▶ [Data lines]
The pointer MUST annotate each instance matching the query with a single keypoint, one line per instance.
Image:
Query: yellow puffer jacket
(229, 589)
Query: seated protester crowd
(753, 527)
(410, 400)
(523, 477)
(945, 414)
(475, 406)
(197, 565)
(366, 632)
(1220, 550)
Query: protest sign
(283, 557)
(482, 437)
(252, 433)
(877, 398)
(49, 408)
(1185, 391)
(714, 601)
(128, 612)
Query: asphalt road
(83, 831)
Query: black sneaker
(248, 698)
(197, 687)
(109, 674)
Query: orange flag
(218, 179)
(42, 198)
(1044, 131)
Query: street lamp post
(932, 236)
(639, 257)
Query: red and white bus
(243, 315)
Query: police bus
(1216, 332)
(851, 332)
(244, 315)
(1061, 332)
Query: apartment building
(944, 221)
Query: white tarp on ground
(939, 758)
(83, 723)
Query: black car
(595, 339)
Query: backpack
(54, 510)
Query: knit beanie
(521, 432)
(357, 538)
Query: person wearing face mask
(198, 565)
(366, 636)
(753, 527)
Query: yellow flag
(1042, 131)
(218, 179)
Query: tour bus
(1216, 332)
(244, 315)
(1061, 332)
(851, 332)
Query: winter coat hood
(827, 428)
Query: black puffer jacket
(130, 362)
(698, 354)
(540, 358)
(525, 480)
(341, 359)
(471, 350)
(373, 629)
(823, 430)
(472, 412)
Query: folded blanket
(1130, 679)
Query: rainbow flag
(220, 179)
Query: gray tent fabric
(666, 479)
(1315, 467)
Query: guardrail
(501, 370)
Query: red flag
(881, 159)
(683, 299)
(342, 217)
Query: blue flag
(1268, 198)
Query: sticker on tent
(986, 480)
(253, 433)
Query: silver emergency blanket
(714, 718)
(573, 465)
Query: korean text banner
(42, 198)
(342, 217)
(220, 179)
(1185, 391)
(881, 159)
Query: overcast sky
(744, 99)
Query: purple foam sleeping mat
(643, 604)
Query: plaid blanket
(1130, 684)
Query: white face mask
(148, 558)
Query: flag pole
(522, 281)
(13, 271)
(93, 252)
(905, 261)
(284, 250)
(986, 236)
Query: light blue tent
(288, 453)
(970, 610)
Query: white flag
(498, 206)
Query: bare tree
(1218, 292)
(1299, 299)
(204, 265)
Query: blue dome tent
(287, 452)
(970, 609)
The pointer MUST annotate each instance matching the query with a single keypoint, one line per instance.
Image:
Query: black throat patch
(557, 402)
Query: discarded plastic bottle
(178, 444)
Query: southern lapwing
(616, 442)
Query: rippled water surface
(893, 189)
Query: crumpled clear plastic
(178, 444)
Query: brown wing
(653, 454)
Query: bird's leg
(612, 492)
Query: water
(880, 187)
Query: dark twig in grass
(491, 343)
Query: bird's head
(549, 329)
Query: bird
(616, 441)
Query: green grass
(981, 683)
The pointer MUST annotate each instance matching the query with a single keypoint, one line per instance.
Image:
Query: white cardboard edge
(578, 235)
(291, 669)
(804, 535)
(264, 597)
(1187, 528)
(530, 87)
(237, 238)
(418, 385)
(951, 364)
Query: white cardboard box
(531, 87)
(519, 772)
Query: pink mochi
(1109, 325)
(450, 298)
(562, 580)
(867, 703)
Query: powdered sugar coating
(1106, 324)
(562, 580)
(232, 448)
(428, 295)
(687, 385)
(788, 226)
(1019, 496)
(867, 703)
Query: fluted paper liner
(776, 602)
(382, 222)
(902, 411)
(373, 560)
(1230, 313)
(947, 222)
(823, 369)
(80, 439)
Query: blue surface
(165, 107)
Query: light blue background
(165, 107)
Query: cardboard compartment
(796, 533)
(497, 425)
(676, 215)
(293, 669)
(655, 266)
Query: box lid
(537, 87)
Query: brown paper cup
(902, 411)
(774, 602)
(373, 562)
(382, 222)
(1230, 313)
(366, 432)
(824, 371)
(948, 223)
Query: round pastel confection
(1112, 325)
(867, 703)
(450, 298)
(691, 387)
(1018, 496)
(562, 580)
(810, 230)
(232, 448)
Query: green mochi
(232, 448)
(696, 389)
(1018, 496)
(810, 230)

▶ [Required work]
Extract, verbatim, the lines from the one containing "Query: white cardboard box" through the last line of the listing above.

▶ [Task solution]
Query: white cardboard box
(531, 87)
(519, 772)
Query: pink mochi
(1109, 325)
(450, 298)
(562, 580)
(867, 703)
Query: powdered sugar coating
(1106, 324)
(562, 580)
(232, 448)
(428, 295)
(687, 385)
(788, 226)
(1019, 496)
(867, 703)
Query: fluted paper liner
(776, 602)
(382, 222)
(902, 411)
(373, 560)
(1230, 313)
(947, 222)
(823, 369)
(80, 439)
Query: blue surface
(165, 107)
Query: light blue background
(165, 107)
Query: cardboard compartment
(796, 533)
(497, 425)
(676, 215)
(293, 669)
(655, 266)
Query: box lid
(537, 87)
Query: brown paper cup
(902, 411)
(774, 602)
(373, 562)
(382, 222)
(1230, 313)
(366, 432)
(824, 371)
(948, 223)
Query: round pastel confection
(1112, 325)
(867, 703)
(450, 298)
(691, 387)
(1018, 496)
(562, 580)
(810, 230)
(232, 448)
Query: green mochi
(232, 448)
(696, 389)
(1018, 496)
(810, 230)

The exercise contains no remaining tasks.